Please copy every one of the records below word for word, leaving out the pictures.

= = = = = = =

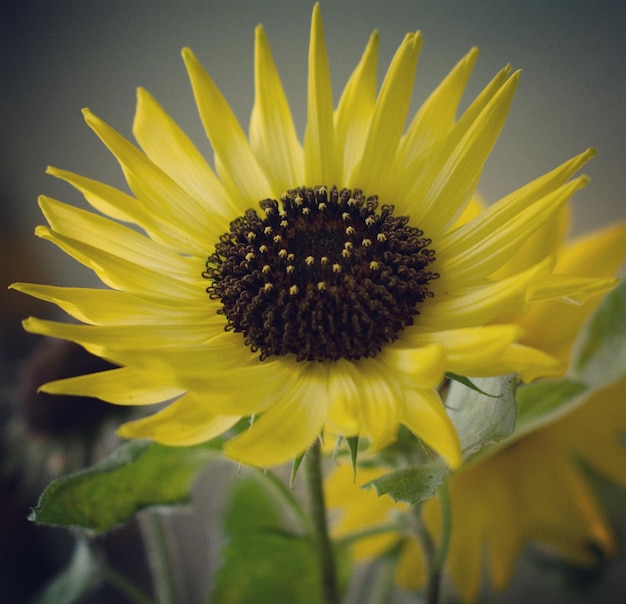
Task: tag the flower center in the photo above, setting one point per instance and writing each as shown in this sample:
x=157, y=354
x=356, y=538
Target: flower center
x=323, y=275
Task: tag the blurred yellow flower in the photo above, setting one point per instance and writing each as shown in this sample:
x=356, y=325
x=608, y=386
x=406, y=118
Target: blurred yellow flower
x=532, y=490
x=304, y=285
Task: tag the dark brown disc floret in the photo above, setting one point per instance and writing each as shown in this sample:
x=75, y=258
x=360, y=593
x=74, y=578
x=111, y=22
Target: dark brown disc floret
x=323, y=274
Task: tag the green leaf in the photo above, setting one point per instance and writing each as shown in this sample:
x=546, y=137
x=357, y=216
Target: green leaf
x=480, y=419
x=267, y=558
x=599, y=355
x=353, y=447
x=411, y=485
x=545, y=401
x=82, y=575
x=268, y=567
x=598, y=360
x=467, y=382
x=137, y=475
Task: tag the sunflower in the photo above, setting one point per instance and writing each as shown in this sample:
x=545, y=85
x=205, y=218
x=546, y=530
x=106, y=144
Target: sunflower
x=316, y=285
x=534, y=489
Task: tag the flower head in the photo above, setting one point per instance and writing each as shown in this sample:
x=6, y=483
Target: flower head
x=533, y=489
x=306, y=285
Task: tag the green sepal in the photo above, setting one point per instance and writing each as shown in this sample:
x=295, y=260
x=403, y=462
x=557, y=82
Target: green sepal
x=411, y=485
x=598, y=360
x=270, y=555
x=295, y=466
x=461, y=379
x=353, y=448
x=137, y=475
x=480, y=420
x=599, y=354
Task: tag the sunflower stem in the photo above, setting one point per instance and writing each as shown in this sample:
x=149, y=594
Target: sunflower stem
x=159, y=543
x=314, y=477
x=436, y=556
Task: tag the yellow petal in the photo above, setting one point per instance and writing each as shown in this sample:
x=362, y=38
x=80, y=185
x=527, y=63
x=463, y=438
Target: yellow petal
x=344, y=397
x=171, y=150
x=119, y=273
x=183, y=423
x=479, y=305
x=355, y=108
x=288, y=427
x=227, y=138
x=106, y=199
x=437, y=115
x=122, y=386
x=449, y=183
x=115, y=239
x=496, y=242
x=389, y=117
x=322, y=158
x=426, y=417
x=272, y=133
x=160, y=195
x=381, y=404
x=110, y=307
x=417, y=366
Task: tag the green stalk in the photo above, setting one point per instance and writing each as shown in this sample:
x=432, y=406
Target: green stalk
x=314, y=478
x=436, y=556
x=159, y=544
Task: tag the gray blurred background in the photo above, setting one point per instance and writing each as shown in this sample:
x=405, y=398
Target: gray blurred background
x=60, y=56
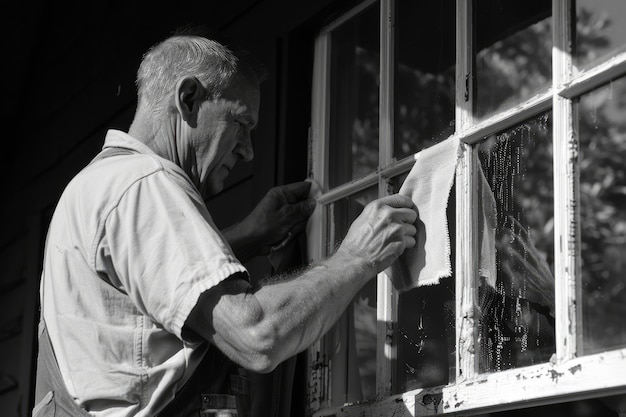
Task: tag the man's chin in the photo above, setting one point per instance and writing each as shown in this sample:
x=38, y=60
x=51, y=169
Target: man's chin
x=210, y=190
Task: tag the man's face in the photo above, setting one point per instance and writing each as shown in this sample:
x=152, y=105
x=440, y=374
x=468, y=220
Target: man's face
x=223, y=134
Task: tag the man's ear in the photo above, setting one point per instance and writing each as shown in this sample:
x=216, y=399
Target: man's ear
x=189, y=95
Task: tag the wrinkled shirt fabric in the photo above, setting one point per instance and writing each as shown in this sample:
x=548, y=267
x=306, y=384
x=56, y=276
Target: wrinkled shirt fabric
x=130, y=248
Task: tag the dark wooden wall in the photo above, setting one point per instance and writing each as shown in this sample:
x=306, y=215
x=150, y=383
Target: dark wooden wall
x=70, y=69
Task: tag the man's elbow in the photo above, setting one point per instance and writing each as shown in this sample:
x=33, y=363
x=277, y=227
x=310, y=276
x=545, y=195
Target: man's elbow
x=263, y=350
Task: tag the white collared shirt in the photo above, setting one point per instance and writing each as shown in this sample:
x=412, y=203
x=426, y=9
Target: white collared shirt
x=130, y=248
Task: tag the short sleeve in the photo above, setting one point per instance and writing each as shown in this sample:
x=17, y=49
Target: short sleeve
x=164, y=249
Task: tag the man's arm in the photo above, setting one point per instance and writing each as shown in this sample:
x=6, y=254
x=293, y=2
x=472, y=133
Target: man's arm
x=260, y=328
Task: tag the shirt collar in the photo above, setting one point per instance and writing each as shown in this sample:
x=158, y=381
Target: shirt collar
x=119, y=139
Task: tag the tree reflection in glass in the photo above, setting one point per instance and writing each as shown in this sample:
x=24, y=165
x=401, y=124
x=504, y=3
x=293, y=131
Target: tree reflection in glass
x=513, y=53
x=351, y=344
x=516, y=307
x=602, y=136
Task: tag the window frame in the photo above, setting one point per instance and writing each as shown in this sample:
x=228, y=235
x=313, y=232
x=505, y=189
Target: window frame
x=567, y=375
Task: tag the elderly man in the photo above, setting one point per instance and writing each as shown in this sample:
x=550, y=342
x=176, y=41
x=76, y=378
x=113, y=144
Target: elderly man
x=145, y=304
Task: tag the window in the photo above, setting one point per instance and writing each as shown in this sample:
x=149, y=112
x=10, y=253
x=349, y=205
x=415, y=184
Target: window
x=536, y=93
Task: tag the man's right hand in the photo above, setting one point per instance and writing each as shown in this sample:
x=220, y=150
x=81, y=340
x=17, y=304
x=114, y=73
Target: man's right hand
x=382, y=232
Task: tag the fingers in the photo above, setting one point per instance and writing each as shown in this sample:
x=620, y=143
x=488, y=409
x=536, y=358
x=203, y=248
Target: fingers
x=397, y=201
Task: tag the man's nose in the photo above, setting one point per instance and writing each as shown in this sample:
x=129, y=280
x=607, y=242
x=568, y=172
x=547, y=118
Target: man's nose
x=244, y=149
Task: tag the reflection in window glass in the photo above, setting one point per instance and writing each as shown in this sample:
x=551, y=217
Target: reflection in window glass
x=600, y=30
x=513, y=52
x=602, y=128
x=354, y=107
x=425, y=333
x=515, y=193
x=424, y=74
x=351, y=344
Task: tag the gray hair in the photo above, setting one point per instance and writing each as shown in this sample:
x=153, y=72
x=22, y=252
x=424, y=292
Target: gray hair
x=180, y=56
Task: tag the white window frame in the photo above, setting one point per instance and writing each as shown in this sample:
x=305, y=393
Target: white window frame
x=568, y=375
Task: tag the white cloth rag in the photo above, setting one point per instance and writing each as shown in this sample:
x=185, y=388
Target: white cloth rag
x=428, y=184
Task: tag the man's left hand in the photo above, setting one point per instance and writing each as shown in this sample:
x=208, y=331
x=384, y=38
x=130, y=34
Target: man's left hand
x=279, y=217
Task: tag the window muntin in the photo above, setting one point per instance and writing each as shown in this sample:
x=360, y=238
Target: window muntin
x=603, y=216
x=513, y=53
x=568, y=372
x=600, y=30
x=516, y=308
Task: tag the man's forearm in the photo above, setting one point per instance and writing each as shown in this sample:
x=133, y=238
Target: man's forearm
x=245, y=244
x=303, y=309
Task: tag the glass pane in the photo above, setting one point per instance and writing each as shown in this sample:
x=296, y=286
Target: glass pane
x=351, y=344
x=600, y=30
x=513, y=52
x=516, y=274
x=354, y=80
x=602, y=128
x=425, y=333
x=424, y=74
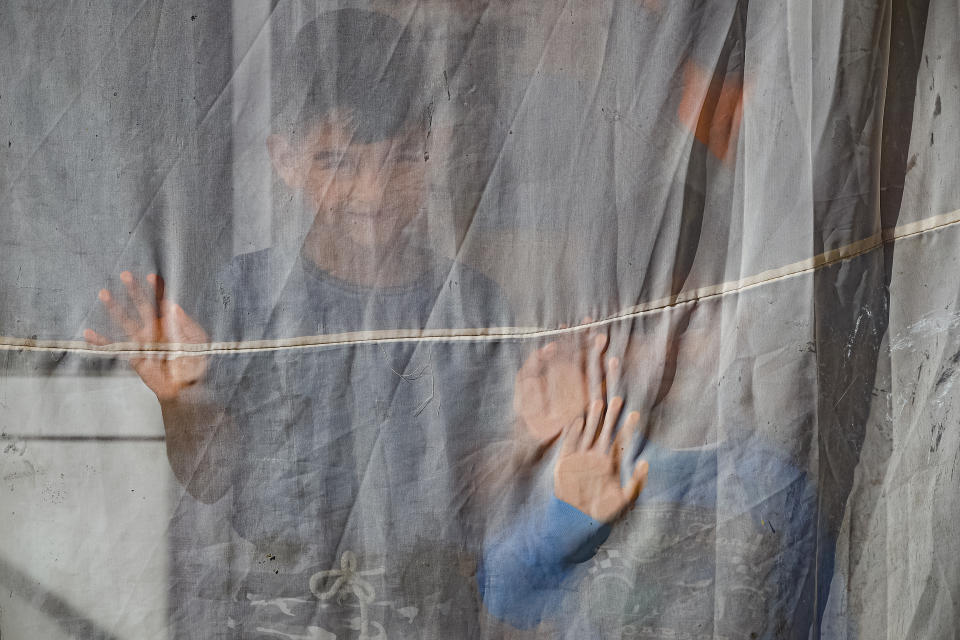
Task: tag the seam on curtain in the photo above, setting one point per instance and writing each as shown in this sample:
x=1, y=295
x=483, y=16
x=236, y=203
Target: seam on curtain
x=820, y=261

= = = = = = =

▶ _Response to the exercise_
Task: tag the flower center in the photo above, setting one point per instance and writing each as shown in this sample:
x=157, y=354
x=356, y=538
Target: flower center
x=323, y=275
Task: tag the blurred yellow flower in the photo above, setting one point per instance and writing each as shown in this sample:
x=356, y=325
x=608, y=386
x=406, y=118
Target: blurred yellow flower
x=532, y=490
x=304, y=285
Task: tag the dark brown disc floret in the photo above, setting one point per instance and writing each as shown in this sample:
x=75, y=258
x=360, y=593
x=74, y=578
x=111, y=22
Target: dark brown disc floret
x=323, y=274
Task: tag the green leaf in the photo above, setting one point per instance and writing each as shown in this sample:
x=546, y=137
x=357, y=216
Target: green leaf
x=480, y=419
x=267, y=558
x=599, y=355
x=353, y=447
x=411, y=485
x=545, y=401
x=82, y=575
x=268, y=567
x=598, y=360
x=467, y=382
x=137, y=475
Task: tag the sunflower in the photo above, setting one point per instance and writing each as shown in this sample:
x=545, y=85
x=205, y=218
x=546, y=530
x=106, y=144
Target: sunflower
x=316, y=285
x=534, y=489
Task: tag the flower head in the photo above, setting one point per instance and writing each as shown in this sample:
x=6, y=483
Target: flower head
x=533, y=489
x=306, y=285
Task: tag the green sepal in the photo above, setting one point per instance and writing each as shown in this sample:
x=295, y=260
x=403, y=462
x=557, y=82
Target: green sepal
x=411, y=485
x=598, y=360
x=270, y=555
x=295, y=466
x=461, y=379
x=353, y=448
x=137, y=475
x=480, y=420
x=599, y=354
Task: tag the sunflower stem in the photo above, setting one point per instance and writing each as shown in this sample:
x=149, y=594
Target: sunflower stem
x=159, y=543
x=314, y=477
x=436, y=556
Task: tag the yellow petal in the photo above, setting one point per instance and writing each as shown in this sample:
x=362, y=38
x=80, y=185
x=527, y=63
x=463, y=438
Target: yellow petal
x=344, y=397
x=171, y=150
x=119, y=273
x=183, y=423
x=479, y=305
x=355, y=108
x=288, y=427
x=227, y=138
x=106, y=199
x=437, y=115
x=122, y=386
x=449, y=183
x=115, y=239
x=496, y=242
x=389, y=117
x=322, y=158
x=426, y=417
x=272, y=133
x=160, y=195
x=381, y=404
x=110, y=307
x=417, y=366
Task: tag the green stalk in the photo above, setting one point per instance and writing each as shown in this sample:
x=432, y=406
Target: green stalk
x=314, y=478
x=436, y=556
x=159, y=544
Task: tag the gray blurred background in the photo above, setting one point per instance and writing each as shown in this sample:
x=405, y=398
Target: gray blurred background
x=60, y=56
Task: tag the man's chin in the photo above, setting one point per instance and writing each as shown in this sample:
x=38, y=60
x=51, y=169
Target: man's chin
x=210, y=190
Task: tag the man's face in the photo above, setting one point per instance and writing each as shown in this sample:
x=152, y=105
x=440, y=374
x=468, y=220
Target: man's face
x=223, y=134
Task: tag the man's ear in the photo above, setting one point per instance and writing each as shown in this sample:
x=216, y=399
Target: man's ear
x=189, y=95
Task: tag the wrinkled shirt fabric in the photo above, setting one point per instance and writing each as shown in this sample:
x=548, y=267
x=306, y=384
x=56, y=276
Target: wrinkled shirt fabric
x=130, y=248
Task: tag the dark wooden wall in the photo above, setting one point per instance and writing each as shown in this sample:
x=306, y=215
x=150, y=383
Target: dark wooden wall
x=70, y=69
Task: tag the man's elbow in the photo above, setting one point per instance and writing each as shown in this sample:
x=33, y=363
x=277, y=227
x=310, y=276
x=545, y=195
Target: man's elbow
x=263, y=350
Task: tag the white collared shirt in the photo above, setting one point per instance and writing each as shown in this sample:
x=412, y=203
x=426, y=9
Target: white collared shirt
x=130, y=248
Task: tag the short sleeve in the photo above, setting one point per instance and writing each as shown in this sample:
x=17, y=49
Target: short sleeve
x=164, y=249
Task: tag the man's arm in the photo above, setting one point per instance and writing each as shown in this sample:
x=6, y=254
x=293, y=2
x=472, y=133
Target: man's arm
x=260, y=328
Task: tag the shirt collar in the photo above, setting one point per instance and writing each as shown in this sample:
x=158, y=381
Target: shirt collar
x=119, y=139
Task: tag the tree reflection in glass in the photo above, setting one point per instance and writing each as shown in this sample:
x=24, y=165
x=401, y=124
x=504, y=3
x=293, y=131
Target: tree reflection in glass
x=513, y=53
x=351, y=344
x=516, y=307
x=602, y=136
Task: tag the window frame in the photo above, setting one point per instance and writing each as shown in this sample:
x=228, y=235
x=313, y=232
x=505, y=189
Target: window frame
x=567, y=375
Task: tag the elderly man in the photo above, setting one point per instance and writing each as shown in this sample:
x=550, y=342
x=176, y=41
x=76, y=378
x=113, y=144
Target: elderly man
x=145, y=304
Task: tag the window in the photo above, setting one point per instance and writing each as shown in this sample:
x=149, y=112
x=10, y=253
x=349, y=205
x=415, y=184
Target: window
x=536, y=93
Task: tag the man's right hand in the photo above, setting one point per instance and writing each as shown in this sample:
x=220, y=150
x=81, y=340
x=17, y=304
x=114, y=73
Target: man's right hand
x=382, y=232
Task: tag the fingers in the photo above, setting one point per instance and writing each as shown in this sample:
x=620, y=143
x=488, y=409
x=536, y=358
x=203, y=248
Target: fingers
x=397, y=201
Task: tag the man's nose in the photo above, setting one point per instance and writing each as shown in this sample:
x=129, y=280
x=607, y=242
x=568, y=172
x=547, y=118
Target: man's nose
x=244, y=149
Task: tag the reflection in window glass in the photo above, setting one point per instance and writing each as shown in this sample:
x=551, y=217
Target: reflection in window glass
x=600, y=30
x=513, y=52
x=602, y=128
x=354, y=107
x=425, y=333
x=515, y=193
x=424, y=74
x=351, y=344
Task: tag the gray hair in the photo above, setting one point per instance and writing each as shown in this sample:
x=153, y=72
x=22, y=252
x=424, y=292
Target: gray hair
x=180, y=56
Task: tag the white window frame in the photo above, setting one point per instance and writing each as shown in this sample:
x=305, y=393
Target: white window frame
x=568, y=375
Task: tag the white cloth rag in the photo above, setting one point per instance and writing each as shown in this sample:
x=185, y=388
Target: white cloth rag
x=428, y=184
Task: tag the man's left hand in the photo above, setting one point per instance and writing each as shown in this sample:
x=208, y=331
x=384, y=38
x=130, y=34
Target: man's left hand
x=279, y=217
Task: tag the window muntin in the photo above, setting one point per instance and writing each as shown in this sample:
x=360, y=238
Target: window muntin
x=603, y=216
x=513, y=53
x=568, y=372
x=600, y=30
x=516, y=308
Task: tag the man's forearm in the photo above, setting one point per instance and writing each as shown in this sample:
x=133, y=238
Target: man's forearm
x=245, y=244
x=303, y=309
Task: tag the glass pane in the photo above, setting one point per instance and writing each as shown in this sample:
x=296, y=286
Target: glass pane
x=351, y=344
x=600, y=30
x=513, y=52
x=516, y=274
x=354, y=80
x=602, y=128
x=425, y=333
x=424, y=74
Task: tag the seam on curtain in the photo above, setting one point per instance and writing each as shown in this sample:
x=1, y=295
x=483, y=16
x=236, y=203
Target: seam on curtain
x=820, y=261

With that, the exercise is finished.